**Exercise prompt:**
All of the data is to be set down again without any alteration.

(Collected data)
↓↓↓
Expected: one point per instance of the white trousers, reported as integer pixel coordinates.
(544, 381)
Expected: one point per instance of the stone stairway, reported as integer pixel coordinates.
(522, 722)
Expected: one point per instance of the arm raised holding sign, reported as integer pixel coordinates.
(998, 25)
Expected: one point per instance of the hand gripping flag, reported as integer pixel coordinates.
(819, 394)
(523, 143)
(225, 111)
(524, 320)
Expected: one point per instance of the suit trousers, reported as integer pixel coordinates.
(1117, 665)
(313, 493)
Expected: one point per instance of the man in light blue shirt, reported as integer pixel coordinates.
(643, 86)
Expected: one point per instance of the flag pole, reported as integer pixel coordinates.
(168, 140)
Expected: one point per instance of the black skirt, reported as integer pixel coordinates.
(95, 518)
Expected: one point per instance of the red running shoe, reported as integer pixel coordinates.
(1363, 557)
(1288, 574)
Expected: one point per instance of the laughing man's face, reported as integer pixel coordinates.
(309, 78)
↑↑↑
**Completed exercise:**
Expected: one point per instance of the white trousers, reported as integer pixel coordinates.
(544, 381)
Expected: one point per instance of the stone stairway, reported as integer pixel coordinates.
(522, 722)
Expected: one point per instance of the arm raised holding sign, reported as integer pixel coordinates.
(998, 25)
Expected: one point per instance of the hand gripping flag, reported as integer pixel coordinates.
(819, 394)
(523, 143)
(225, 111)
(524, 320)
Expected: one point per instance of the suit trousers, reported as integer pixel coordinates.
(1117, 665)
(313, 493)
Expected: one point per instance of the man in light blue shirt, reported as integer pixel coordinates.
(643, 86)
Expected: one point per instance of the flag pole, reported as integer pixel coordinates.
(168, 140)
Expected: one point per instance of the black skirt, reported as integer pixel coordinates.
(95, 518)
Expected: one point per instance of the red running shoe, reported as integer pixel coordinates.
(1363, 557)
(1288, 574)
Expected: one point per instance of the laughing man's face, reported as integer pixel coordinates.
(309, 78)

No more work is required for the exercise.